• _EXERCISE INSTRUCTIONS_:
1: Reproduce verbatim the part of the Dynamo text starting at "Choosing your partition" and ending at "in relational databases.".
2: Continue the text about Dynamo's data and query model, picking up right after its final sentence.

• _PROVIDED TEXT_:

━━━━━━━━━━━━━━━━

So TL;DR, the data model for Dynamo is very simple, with fewer bells and whistles. DynamoDB and Cassandra support a much richer data model, but still without any relations, relationships, flexible queries, etc.

Choosing your partition key is a very important part of deciding your data model and requires much more thought than with relational databases.

Less flexible query model

Dynamo exposes a much simpler, and more restricted query model.

It only exposes two functions, get(partition key) and put(partition key, object). This means that there is no support for sorting data, limiting the number of rows returned, etc. that you’d usually find in relational databases.

However, as I explained before, Cassandra, and DynamoDB present a much richer model, with the ability to filter data(similar to WHERE in SQL), sort data, limit the number of rows, etc. They still have limitations, mostly due to the fact that data has to be stored in different nodes.

You’d generally be limited by your partition key, which if you haven’t realized it already, is very important.

Distributed

Dynamo works as a distributed system. Running it in a single node system just doesn’t make sense. If you are running Dynamo, chances are you are running tens if not hundreds of nodes, because this is where Dynamo shines.

Lack of ACID support

“Experience at Amazon has shown that data stores that provide ACID guarantees tend to have poor availability. This has been widely acknowledged by both the industry and academia [5]. Dynamo targets applications that operate with weaker consistency (the “C” in ACID) if this results in high availability. Dynamo does not provide any isolation guarantees and permits only single key updates.”

━━━━━━━━━━━━━━━━

(Dataset records)

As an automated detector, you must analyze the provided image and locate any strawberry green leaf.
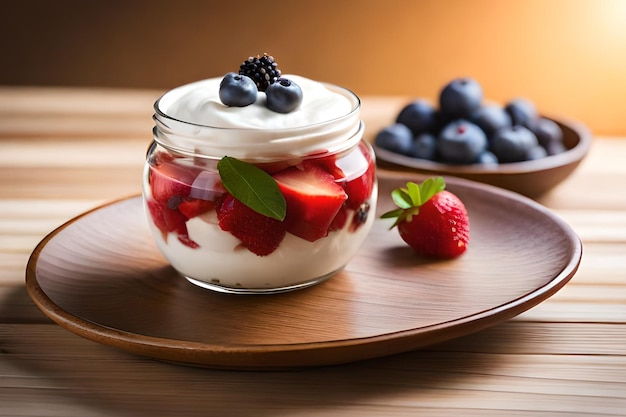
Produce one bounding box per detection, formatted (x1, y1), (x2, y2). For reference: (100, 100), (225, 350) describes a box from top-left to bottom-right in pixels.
(217, 156), (287, 221)
(420, 177), (446, 205)
(380, 177), (446, 229)
(391, 188), (413, 209)
(406, 182), (426, 208)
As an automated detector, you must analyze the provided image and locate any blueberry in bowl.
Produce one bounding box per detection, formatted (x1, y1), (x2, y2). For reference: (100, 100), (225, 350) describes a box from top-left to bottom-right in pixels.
(373, 77), (591, 198)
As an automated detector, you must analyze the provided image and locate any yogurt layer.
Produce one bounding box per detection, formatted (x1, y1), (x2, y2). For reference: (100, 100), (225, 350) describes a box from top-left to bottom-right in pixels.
(150, 184), (378, 289)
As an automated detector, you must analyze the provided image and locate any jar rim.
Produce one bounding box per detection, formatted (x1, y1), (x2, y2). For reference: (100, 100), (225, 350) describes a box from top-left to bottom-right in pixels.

━━━━━━━━━━━━━━━━

• _OUTPUTS IN ORDER_:
1:
Choosing your partition key is a very important part of deciding your data model and requires much more thought than with relational databases.

Less flexible query model

Dynamo exposes a much simpler, and more restricted query model.

It only exposes two functions, get(partition key) and put(partition key, object). This means that there is no support for sorting data, limiting the number of rows returned, etc. that you’d usually find in relational databases.

2:
As the paper so eloquently puts it, Dynamo does not support ACID properties. Instead of supporting higher consistency, it presents an AP system that targets availability over consistency.

This makes sense. For a lot of applications, strict consistency may be important. This means that nodes in your cluster should always agree on the current state of data. If you are working with payment-related data, for example, it may be important to have strict consistency. Imagine if nodes in a cluster disagree on how much money is in your account. Some nodes would allow a debit transaction and some may reject it.

Strict consistency, however, comes at a cost. The cost is often availability, performance, and durability.

For most applications, it doesn’t matter if your data store is in an inconsistent state. For example, if some nodes believe a certain tweet has 2,000 likes, and some believe it has 2,001, it doesn’t matter that much. Some users may see 2,000, and some may see 2,001, but it hardly affects the user experience. Dynamo is built for these applications. Where consistency is not important and availability and performance are paramount.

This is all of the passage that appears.